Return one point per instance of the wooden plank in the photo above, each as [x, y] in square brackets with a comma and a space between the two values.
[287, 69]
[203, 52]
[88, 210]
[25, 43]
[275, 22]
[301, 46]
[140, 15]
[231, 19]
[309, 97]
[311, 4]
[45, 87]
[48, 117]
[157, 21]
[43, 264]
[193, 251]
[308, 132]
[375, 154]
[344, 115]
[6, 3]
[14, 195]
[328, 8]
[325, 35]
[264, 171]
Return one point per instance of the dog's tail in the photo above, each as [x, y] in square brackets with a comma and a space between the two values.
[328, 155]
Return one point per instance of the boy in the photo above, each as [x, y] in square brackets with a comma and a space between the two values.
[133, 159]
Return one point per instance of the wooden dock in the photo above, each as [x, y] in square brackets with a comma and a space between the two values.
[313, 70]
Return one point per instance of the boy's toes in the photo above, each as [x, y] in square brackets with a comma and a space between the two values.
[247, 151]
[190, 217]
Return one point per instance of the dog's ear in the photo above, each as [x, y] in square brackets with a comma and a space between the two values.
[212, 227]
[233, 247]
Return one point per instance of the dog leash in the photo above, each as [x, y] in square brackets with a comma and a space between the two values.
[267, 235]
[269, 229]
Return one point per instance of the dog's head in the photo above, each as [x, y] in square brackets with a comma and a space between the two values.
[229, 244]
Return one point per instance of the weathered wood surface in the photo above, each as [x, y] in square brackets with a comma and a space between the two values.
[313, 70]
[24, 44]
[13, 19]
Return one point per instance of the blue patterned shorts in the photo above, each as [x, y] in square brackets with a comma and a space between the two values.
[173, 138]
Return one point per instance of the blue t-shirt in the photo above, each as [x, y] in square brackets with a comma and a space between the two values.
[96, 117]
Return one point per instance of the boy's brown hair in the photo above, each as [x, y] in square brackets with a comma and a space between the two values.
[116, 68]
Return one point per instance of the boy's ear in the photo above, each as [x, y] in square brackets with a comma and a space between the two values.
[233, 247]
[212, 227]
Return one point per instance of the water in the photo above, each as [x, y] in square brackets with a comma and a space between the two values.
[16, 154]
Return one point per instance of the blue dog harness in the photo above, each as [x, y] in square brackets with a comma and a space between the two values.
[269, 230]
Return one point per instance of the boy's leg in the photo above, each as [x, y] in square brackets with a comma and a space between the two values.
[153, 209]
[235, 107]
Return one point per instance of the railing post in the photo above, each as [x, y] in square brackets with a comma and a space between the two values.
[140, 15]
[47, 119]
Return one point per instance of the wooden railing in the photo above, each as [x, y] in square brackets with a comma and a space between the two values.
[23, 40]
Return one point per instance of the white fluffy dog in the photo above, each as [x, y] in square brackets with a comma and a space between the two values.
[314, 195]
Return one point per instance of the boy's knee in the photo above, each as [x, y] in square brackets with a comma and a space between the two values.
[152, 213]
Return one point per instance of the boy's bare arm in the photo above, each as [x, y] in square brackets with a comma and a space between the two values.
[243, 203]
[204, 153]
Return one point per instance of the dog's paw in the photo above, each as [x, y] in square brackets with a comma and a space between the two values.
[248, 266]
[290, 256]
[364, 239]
⁂
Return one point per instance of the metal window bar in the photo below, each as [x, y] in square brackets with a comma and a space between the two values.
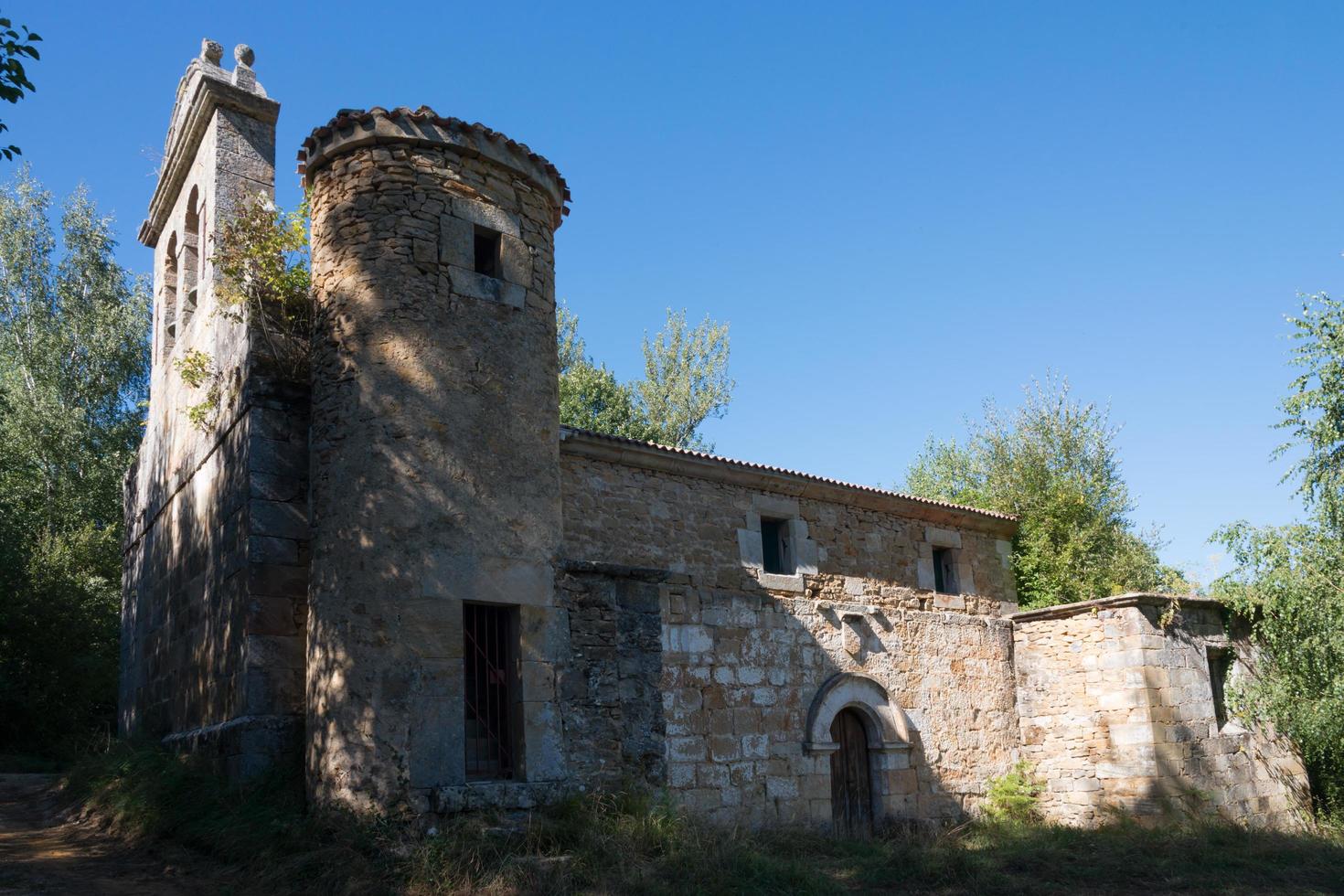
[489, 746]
⁂
Written request: Extract each line of the records above that contains the word "wooden", copying every such line in full.

Output of the exercise:
Return one point per instance of the wooden plank in the photo above, each as [x, y] in square brackets with a comma and a space between the two values.
Return one point per instance of the wooden dock in the photo above, each as [x, y] in square brackets with a comma and a space between the two values.
Return one point per instance of the wooden railing in the photo above, each as [x, y] in square brackets with a comma and a space between the two values.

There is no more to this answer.